# [TASKS TO CARRY OUT]
• A. In the tetracycline resistance abstract, what tetracycline concentrations were used in the nutrient agar plate treatments?
• B. Write out the tetracycline resistance abstract word for word from "Published by the" up to and including "Costa Rica  701P0210cd.(doi:10.13031/2013.29398)".
--- STUDY TEXT Enclosed Below ---
Published by the American Society of Agricultural and Biological Engineers, St. Joseph, Michigan

Citation:  21st Century Watershed Technology: Improving Water Quality and Environment Conference Proceedings, 21-24 February 2010, Universidad EARTH, Costa Rica  701P0210cd.(doi:10.13031/2013.29398)
Authors:   Bailey Ann Sullivan, Raghupathy Karthikeyan
Keywords:   antibiotic resistant genes, water quality, PCR

The ability of antibiotics to prevent disease and death has deteriorated due to the development of antibiotic resistan species. Antibiotic resistance has been shown to be caused by misuse of antibiotics in both human and agricultural use. The overall objective of this research is to determine the anthropogenic influences on the development of tetracycline resistant genes and to aid in the development of best management practices to minimize the transport of tetracycline resistant genes in the environment. This study will determine if tetracycline resistant genes are present in subtropical watershed which is a located in E.C. Texas. Five sites with different land uses along the stream were sampled and the presence or absence of 3 tetracycline resistant genes (tet(O), tet(W), tet (Q)) was determined using PCR, also the samples were plated on nutrient agar plates containing three treatments of tetracycline ( 0 mg/L, 14 mg/L, and 28 mg/L). Samples were taken five times during the summer/spring season and winter/fall. The data was analyzed using SAS to determine if there is a significant difference between land use, seasonality, and media. All five sites had positive growth on the mild tetracycline treatment and a majority of the sites tested positive at the high tetracycline treatment, indicating that antibiotic resistance is a problem for this watershed.
--- End of Enclosed STUDY TEXT ---
--- SOURCE MATERIAL Enclosed Below ---
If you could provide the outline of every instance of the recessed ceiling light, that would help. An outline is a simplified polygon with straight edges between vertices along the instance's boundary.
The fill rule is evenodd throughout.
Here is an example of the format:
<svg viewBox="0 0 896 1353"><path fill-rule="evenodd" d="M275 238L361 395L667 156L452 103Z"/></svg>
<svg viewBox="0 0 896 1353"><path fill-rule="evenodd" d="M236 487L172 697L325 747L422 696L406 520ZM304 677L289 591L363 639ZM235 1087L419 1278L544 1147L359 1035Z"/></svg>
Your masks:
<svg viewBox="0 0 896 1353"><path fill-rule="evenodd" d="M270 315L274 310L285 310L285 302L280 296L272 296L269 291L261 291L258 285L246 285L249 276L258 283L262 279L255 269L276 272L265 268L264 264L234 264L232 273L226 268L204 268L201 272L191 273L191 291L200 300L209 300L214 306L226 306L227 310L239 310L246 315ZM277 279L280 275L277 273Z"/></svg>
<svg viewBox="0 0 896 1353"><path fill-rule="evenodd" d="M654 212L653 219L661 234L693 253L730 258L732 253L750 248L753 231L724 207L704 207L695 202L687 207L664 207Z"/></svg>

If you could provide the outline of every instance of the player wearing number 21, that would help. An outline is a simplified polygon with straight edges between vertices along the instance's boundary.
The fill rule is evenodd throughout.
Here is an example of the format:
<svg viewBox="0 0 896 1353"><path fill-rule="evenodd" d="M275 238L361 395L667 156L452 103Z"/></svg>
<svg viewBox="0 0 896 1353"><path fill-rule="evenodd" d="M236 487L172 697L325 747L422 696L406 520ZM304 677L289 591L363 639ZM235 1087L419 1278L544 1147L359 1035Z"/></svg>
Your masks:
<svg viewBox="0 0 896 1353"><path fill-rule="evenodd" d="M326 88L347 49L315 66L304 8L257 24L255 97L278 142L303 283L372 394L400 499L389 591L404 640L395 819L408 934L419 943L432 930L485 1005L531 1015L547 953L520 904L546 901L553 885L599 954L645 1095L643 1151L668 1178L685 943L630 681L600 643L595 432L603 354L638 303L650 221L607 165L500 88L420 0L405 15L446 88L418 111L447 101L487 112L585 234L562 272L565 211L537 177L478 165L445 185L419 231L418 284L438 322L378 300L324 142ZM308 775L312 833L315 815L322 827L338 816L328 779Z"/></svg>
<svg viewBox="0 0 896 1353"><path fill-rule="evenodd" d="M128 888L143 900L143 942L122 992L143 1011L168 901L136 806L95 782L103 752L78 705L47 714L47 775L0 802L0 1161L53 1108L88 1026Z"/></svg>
--- End of Enclosed SOURCE MATERIAL ---
# [ANSWERS FOR EACH ITEM]
• A. 0 mg/L, 14 mg/L, and 28 mg/L.

• B.
Published by the American Society of Agricultural and Biological Engineers, St. Joseph, Michigan

Citation:  21st Century Watershed Technology: Improving Water Quality and Environment Conference Proceedings, 21-24 February 2010, Universidad EARTH, Costa Rica  701P0210cd.(doi:10.13031/2013.29398)